Ubah paragraf yang diawali "Diantara penyederhanaan tersebut" dalam teks tentang penyebab kecelakaan kerja di bawah menjadi daftar poin yang lebih ringkas tanpa menghilangkan fakta utamanya.

• Kutipan Sumber:
***
Faktor material atau peralatannya, misalnya bahan yang seharusnya dibuat
dari besi dibuat dengan bahan lain yang lebih murah sehingga menyebabkan
kecelakaan kerja.
c.
Faktor sumber bahaya, meliputi:
· Perbuatan
bahaya, misalnya metode kerja yang salah, sikap kerja yang teledor serta tidak
memakai alat pelindung diri.
· Kondisi/keadaan
bahaya, misalnya lingkungan kerja yang tidak aman serta pekerjaan yang
membahayakan.
d.
Faktor lingkungan kerja yang tidak sehat, misalnya kurangnya cahaya, ventilasi,
pergantian udara yang tidak lancar dan suasana yang sumpek.
Dari beberapa faktor tersebut,
Suma’mur menyederhanakan faktor penyebab kecelakaan kerja menjadi dua yaitu:
a. Tindak perbuatan
manusia yang tidak memenuhi keselamatan (unsafe
human act atau human error).
b.
Keadaan lingkungan yang tidak aman. (Suma’mur, 1981: 9).
Diantara penyederhanaan tersebut, faktor manusia adalah penyebab kecelakaan
kerja di Indonesia yang paling dominan. Para ahli belum dapat menemukan cara
yang benar-benar jitu untuk menghilangkan tidakan karyawan yang tidak aman
tersebut. Tindakan-tindakan tersebut diantaranya membuat peralatan keselamatan
dan keamanan tidak beroperasi dengan cara memindahkan, mengubah setting, atau
memasangi kembali, memakai peralatan yang tidak aman atau menggunakannya secara
tidak aman, menggunakan prosedur yang tidak aman saat mengisi, menempatkan,
mencampur, dan mengkombinasikan material, berada pada posisi tidak aman di
bawah muatan yang tergantung, menaikkan lift dengan cara yang tidak benar,
pikiran kacau, tidak memperhatikan tanda bahaya dan lain-lain.
Kecelakaan kerja tentunya akan membawa suatu akibat yang berupa kerugian.
***
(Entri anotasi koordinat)
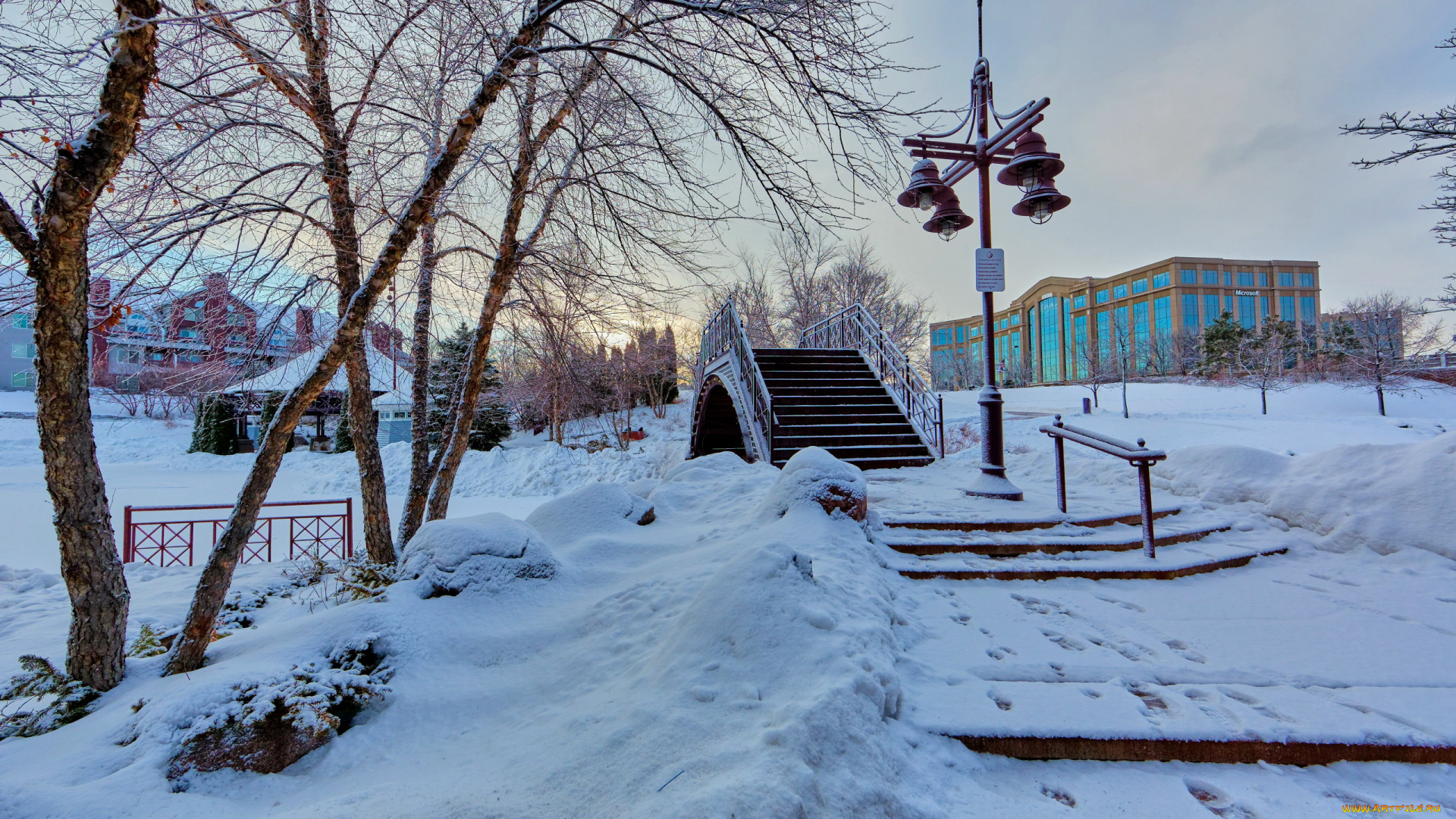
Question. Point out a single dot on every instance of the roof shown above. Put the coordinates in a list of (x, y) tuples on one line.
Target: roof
[(384, 375)]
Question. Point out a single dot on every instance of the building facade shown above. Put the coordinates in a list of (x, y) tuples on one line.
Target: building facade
[(1068, 330), (196, 340)]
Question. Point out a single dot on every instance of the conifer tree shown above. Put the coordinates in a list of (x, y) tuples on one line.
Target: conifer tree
[(1220, 344), (216, 428), (491, 423)]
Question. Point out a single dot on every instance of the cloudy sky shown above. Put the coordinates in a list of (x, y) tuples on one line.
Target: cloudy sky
[(1193, 129)]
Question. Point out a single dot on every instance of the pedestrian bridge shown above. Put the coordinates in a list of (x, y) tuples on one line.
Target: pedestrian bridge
[(846, 388)]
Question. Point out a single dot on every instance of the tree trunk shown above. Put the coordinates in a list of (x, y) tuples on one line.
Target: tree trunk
[(419, 466), (197, 632), (89, 561), (364, 428), (57, 260)]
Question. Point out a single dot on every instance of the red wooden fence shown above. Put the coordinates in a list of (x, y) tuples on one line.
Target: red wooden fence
[(149, 538)]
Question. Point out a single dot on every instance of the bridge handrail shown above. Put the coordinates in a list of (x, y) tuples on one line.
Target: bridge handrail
[(855, 328), (723, 334)]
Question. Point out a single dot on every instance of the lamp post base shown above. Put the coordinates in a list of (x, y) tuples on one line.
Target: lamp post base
[(993, 485), (992, 482)]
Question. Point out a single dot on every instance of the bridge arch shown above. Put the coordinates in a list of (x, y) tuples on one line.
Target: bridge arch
[(717, 425)]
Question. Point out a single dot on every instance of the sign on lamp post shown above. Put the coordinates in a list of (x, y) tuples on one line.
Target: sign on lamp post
[(990, 270)]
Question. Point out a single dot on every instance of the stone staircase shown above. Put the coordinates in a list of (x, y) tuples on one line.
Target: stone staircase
[(833, 400), (1104, 547)]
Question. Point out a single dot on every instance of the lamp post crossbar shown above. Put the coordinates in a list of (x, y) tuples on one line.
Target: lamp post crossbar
[(1030, 167)]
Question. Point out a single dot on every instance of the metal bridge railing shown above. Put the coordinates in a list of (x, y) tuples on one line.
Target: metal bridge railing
[(854, 328), (723, 334)]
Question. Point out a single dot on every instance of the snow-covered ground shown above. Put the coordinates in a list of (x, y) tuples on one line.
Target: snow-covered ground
[(777, 668)]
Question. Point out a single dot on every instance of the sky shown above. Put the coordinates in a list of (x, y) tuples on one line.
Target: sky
[(1204, 129)]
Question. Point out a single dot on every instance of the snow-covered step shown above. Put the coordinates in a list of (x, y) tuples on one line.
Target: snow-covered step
[(1047, 541), (1037, 519), (1130, 719), (1177, 561)]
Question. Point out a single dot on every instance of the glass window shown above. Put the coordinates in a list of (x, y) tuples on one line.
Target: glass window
[(1247, 311), (1049, 341), (1141, 328), (1079, 353), (1190, 311), (1164, 316)]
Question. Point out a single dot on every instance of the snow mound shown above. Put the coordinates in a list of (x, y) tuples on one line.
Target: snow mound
[(814, 477), (590, 510), (1385, 497), (488, 551)]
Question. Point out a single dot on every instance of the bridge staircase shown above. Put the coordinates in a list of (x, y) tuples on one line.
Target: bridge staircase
[(845, 388)]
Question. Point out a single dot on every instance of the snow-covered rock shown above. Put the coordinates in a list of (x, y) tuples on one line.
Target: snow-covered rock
[(1383, 497), (487, 551), (590, 510), (816, 477)]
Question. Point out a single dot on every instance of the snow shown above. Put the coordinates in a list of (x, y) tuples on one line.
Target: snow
[(484, 553), (727, 661)]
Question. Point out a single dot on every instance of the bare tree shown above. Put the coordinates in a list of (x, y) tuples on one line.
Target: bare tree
***
• Jawaban yang Diharapkan:
- Faktor manusia adalah penyebab kecelakaan kerja yang paling dominan di Indonesia.
- Para ahli belum menemukan cara yang benar-benar jitu untuk menghilangkan tindakan karyawan yang tidak aman.
- Tindakan tidak aman tersebut antara lain:
  - membuat peralatan keselamatan dan keamanan tidak beroperasi dengan memindahkan, mengubah setting, atau memasanginya kembali;
  - memakai peralatan yang tidak aman atau menggunakannya secara tidak aman;
  - memakai prosedur tidak aman saat mengisi, menempatkan, mencampur, dan mengombinasikan material;
  - berada pada posisi tidak aman di bawah muatan yang tergantung;
  - menaikkan lift dengan cara yang tidak benar;
  - pikiran kacau;
  - tidak memperhatikan tanda bahaya.